Passage
# # # # #

Yuri Andreyevich Zhdanov (; 20 August 1919 – 19 December 2006) was a Soviet and Russian chemistry professor and rector of the University of Rostov. He was the son of Soviet politician Andrei Zhdanov and a former husband of Joseph Stalin's daughter, Svetlana Alliluyeva.

Biography
Yuri Zhdanov was born on August 20, 1919 in Tver. He graduated from Moscow State University in 1941 with a degree in organic chemistry and served with the Red Army during World War II. He received a Ph.D. in 1948.

He married Svetlana Alliluyeva in the spring of 1949 "as a matter of hard common sense but without any special love or affection". Joseph Stalin respected the Zhdanov family and had always hoped the two families would be linked in marriage. They soon divorced in 1952. They had a daughter Yekaterina in 1950.

# # # # #

Material supplied
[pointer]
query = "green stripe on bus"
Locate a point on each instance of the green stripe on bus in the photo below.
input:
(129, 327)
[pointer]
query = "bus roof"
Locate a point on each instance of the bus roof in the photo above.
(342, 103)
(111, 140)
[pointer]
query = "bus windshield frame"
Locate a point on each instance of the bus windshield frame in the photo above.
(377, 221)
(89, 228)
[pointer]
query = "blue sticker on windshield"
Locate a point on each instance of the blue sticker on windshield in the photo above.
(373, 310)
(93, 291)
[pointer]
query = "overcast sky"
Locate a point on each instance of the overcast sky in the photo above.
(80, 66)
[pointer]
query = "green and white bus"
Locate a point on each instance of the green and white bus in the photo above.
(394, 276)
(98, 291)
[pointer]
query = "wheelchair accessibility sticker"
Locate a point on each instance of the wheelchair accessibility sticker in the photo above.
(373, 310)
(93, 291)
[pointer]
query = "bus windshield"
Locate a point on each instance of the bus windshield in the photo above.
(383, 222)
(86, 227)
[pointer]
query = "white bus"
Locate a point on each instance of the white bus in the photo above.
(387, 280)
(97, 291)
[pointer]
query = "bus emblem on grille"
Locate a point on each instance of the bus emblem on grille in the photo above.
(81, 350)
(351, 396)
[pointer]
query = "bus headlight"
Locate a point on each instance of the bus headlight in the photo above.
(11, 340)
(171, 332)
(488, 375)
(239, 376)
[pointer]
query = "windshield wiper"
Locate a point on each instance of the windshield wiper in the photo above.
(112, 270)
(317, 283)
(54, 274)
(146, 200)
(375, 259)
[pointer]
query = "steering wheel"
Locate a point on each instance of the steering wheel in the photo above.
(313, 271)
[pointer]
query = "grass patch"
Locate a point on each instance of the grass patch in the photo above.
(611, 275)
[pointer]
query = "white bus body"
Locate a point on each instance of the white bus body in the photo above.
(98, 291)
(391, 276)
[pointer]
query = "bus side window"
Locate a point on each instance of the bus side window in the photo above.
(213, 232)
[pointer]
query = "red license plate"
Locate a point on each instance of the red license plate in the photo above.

# # # # #

Given instruction 1
Name every person the Zhdanov biography mentions other than Yuri Zhdanov himself.
Given instruction 2
Extend the Zhdanov biography with a few more sentences that pick up after its last line.

Exercise output 1
Andrei Zhdanov, Joseph Stalin, Svetlana Alliluyeva, Yekaterina

Exercise output 2
He joined Rostov State University in 1953, becoming a member of the Soviet Academy of Sciences and eventually Rector of the University. He was the author of numerous papers on organic chemistry.

In 1950 as the member of Soviet political leadership Zhdanov took active role in the implementation of the national policy of antisemitism. In his later year while being the Rector of Rostov State University and the Chair of the North-Caucasian Scientific Center of Higher Education he established the atmosphere of ethnic and religious tolerance. At that time most Soviet colleges and universities had severe quota on Jewish students and faculty. Many Jewish students from different regions of the Soviet Union were coming to Rostov-on-Don knowing that they would be admitted to local colleges and university. Most colleges and universities of the Rostov-on-Don region under the leadership of Zhdanov employed Jewish faculty and staff. Three out of five scientific research institutes of Rostov State University were headed by Jews.  

He died on 19 December 2006 in Rostov-on-Don.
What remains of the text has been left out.